Work to complete: In the forum thread about the 10-gallon tank mix-up, why does osteoporoosi suggest adding more neon tetras but not more corys?
*** Supplied text
# 10 gallon tank mix up?



## jonathan (Jan 29, 2005)

Guys I really need your help now. When i got my tank 1 month ago from my uncle, it had no box but was pretty close to brand new. Though my uncle said it was a 25 gallon tank when I just found out today it is a 10 gallon. Now im afraid if my tank is overloaded. Do tou have any suggestions?  


jonathan.


----------



## maxpayne_lhp (Jan 19, 2005)

How many fish do you keep? How can we know if it's overloaded if we don't know how much you keep .


----------



## jonathan (Jan 29, 2005)

i keep 2 albino corydoras, 1 bronze corydora, 4 neon tetras, 2 scissortail rasbora and 2 silvertip tetra.



jonathan


----------



## maxpayne_lhp (Jan 19, 2005)

It should be 1cm of fish per 8l to be the maximum stocking for a new tank, so, you should be allowed to heep, hmmm... 5 cm of fish body? Hmm.. I'm looking at the fish number. Guys! help me! I don't know how to calculate the fish's body!!!!!


----------



## jonathan (Jan 29, 2005)

i dont know how to calculate them either, im a newbie at this.


----------



## maxpayne_lhp (Jan 19, 2005)

I'm not a newbie to this forum, but I am an amatuer in fish keeping, not a pro yet! However, calculating that is not so difficult, but as I have never seen some of them, I can't get along with it! :-(. Let's wait for others. Anyway, have you seen any bsd sign?


----------



## jonathan (Jan 29, 2005)

nope not yet, and hope i never will.


----------



## osteoporoosi (Jan 27, 2005)

.I suggest that you keep the corys and your neon tetras. The tank is a bit small for your other fish. 
Then you could take more neons, they prefer bigger schools. How about this kind of setting:

3 corys
8-10 neon tetras

like this the tank wouldn't be overstocked and it would look more stabile with one proper size school.
In the other hand, corys would also like a bigger school, but it would'nt fit in your tank.
another suggestion:

8-10 neon tetras
4 Otocinclus vittatus (is it dwarf sucker in english?)

With neons and dwarfs the temp should be around 20-24 Celsius, don't know what that is in fahrenheits  .
A bit cooler than average though.

Let me know what decision you have come to!


----------



## jonathan (Jan 29, 2005)

ive come to the decision that im going to chose your 1st suggestion for now and work my way to the second suggestion. thanks for your help.



jonathan


----------



## osteoporoosi (Jan 27, 2005)

No problem, good luck to your project!


----------



## osteoporoosi (Jan 27, 2005)

No problem, good luck to your project!


----------



## osteoporoosi (Jan 27, 2005)

No problem, good luck to your project!


----------



## maxpayne_lhp (Jan 19, 2005)

What's up??? Anyway, Thanks, osteoporoosi! How could you figure the thing out?


----------



## osteoporoosi (Jan 27, 2005)

I did'nt calculate anything, the gallon/cm-thing isn't very reliable.
Just experience, I think?I really messed up my latest post didn't I  ?


----------



## maxpayne_lhp (Jan 19, 2005)
******
*** Recorded data
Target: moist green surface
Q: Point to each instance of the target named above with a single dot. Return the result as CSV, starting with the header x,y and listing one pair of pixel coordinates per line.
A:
******
Response: Neon tetras prefer bigger schools. A setup of 3 corys and 8-10 neons would not overstock the tank and would look more stable with one properly sized school. The corys would also like a bigger school, but a larger group of them would not fit in the tank.